======== Text ========
Tyrosine-hydroxylase-containing vagal afferent neurons in the rat nodose ganglion are independent from neuropeptide-Y-containing populations and project to esophagus and stomach.

Immunoreactivity to the rate limiting enzyme of catecholamine synthesis, tyrosine hydroxylase, has been described in the inferior sensory (= nodose) ganglion of the vagal nerve in the rat. The aim of the present study was to characterize further this neuronal population. The neurons do not represent displaced autonomic efferent neurons, since they do not receive synaptic input, as indicated by the absence of synaptophysin-immunoreactive terminals. In addition to the immunoreactivity to tyrosine hydroxylase, a tyrosine hydroxylase cRNA probe hybridizes with nodose ganglion neurons as demonstrated by in situ hybridization and Northern blotting. Many but not all of the tyrosine hydroxylase-immunoreactive neurons are also immunoreactive to the dopamine synthesizing enzyme, aromatic-L-amino-acid-decarboxylase, but lack the noradrenaline-synthesizing enzyme, dopamine-beta-hydroxylase, thus favoring synthesis of dopamine. Neuropeptide Y, which is often colocalized with catecholamines, is also present in a subset of nodose ganglion neurons, as indicated by immunohistochemistry, in situ hybridization and Northern blotting. However, double-labeling immunofluorescence has revealed that these two antigens are localized in different cell populations. Retrograde neuronal tracing utilizing fluorescent dyes (Fast blue, Fluoro-gold) combined with tyrosine hydroxylase immunohistochemistry has demonstrated that the esophagus and stomach are peripheral targets of tyrosine-hydroxylase-containing vagal viscero-afferent neurons.[1]
======== Data to examine ========
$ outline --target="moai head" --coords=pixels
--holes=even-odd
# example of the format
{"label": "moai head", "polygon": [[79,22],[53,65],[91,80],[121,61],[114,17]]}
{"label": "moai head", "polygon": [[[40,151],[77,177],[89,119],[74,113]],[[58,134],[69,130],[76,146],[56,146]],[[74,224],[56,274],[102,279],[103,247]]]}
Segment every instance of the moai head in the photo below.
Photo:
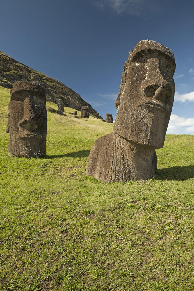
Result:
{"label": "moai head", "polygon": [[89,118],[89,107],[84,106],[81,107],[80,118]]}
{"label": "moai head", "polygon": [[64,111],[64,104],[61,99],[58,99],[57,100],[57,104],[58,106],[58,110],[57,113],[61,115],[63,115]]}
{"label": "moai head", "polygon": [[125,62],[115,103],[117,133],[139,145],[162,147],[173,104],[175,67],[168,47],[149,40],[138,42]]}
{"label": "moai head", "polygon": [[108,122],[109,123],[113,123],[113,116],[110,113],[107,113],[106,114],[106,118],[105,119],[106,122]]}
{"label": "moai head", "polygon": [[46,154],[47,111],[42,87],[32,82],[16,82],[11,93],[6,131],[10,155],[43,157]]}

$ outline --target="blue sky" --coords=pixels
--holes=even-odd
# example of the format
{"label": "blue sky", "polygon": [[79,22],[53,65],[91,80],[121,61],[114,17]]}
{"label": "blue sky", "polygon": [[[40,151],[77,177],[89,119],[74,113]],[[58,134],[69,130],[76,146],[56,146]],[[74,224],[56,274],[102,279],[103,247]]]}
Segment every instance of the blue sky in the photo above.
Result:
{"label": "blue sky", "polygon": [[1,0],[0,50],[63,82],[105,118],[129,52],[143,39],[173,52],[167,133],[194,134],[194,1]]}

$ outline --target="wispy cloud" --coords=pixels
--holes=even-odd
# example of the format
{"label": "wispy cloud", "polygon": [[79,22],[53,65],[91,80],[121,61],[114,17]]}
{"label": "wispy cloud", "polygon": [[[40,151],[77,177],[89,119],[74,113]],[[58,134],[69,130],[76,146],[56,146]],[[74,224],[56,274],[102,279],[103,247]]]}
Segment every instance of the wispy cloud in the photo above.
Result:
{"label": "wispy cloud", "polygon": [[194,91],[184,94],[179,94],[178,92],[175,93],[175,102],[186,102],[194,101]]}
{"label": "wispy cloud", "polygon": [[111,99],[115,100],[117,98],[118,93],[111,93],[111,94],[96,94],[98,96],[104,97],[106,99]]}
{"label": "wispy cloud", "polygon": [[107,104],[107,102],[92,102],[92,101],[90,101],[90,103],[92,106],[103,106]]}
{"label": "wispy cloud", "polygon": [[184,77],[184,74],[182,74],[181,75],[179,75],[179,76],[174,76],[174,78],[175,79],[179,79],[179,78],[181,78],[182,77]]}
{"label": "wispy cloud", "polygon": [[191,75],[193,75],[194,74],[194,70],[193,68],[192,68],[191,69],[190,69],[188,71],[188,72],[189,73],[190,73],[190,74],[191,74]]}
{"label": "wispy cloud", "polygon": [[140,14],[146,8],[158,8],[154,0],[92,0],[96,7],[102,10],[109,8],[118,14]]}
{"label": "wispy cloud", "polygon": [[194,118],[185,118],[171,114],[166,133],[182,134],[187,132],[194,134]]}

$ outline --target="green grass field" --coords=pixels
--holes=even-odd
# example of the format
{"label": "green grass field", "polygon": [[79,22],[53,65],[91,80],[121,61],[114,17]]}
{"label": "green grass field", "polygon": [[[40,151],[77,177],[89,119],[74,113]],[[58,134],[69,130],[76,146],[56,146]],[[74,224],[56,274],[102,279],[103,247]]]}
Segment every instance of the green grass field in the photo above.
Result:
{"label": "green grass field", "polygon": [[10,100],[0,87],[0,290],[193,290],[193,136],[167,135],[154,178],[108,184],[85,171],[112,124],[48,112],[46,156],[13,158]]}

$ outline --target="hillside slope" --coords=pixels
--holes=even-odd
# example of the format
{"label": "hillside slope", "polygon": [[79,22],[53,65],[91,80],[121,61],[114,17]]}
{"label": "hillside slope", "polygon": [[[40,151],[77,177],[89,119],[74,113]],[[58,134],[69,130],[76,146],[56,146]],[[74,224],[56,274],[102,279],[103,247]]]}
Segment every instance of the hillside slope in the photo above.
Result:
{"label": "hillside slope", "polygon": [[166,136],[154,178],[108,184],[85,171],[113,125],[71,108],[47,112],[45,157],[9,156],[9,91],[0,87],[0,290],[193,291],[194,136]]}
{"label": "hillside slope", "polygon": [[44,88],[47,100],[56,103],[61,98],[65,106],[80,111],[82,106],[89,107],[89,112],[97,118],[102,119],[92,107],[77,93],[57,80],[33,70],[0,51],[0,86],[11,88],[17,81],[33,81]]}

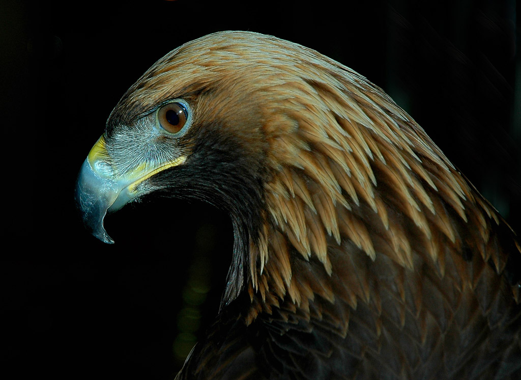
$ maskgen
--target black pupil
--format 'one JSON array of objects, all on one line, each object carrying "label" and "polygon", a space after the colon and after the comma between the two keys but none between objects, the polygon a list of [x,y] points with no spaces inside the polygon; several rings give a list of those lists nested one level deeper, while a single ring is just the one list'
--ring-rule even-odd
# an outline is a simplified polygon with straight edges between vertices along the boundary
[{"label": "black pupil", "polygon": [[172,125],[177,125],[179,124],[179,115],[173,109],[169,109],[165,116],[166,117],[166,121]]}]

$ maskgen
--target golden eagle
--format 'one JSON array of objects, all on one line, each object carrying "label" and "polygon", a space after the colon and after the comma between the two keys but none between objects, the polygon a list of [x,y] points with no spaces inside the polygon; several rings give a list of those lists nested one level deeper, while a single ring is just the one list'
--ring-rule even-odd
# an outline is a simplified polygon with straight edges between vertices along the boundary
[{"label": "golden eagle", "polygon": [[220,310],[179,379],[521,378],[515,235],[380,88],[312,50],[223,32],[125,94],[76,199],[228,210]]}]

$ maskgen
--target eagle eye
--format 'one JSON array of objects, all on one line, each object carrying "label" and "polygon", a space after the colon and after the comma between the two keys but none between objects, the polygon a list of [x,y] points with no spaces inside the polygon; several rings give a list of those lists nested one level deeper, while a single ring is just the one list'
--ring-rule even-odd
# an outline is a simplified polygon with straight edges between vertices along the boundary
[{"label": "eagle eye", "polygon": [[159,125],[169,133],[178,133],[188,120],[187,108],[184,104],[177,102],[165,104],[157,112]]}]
========
In the nodose ganglion text, which fluorescent dyes were used for retrograde neuronal tracing?

* Written reply *
Fast blue and Fluoro-gold.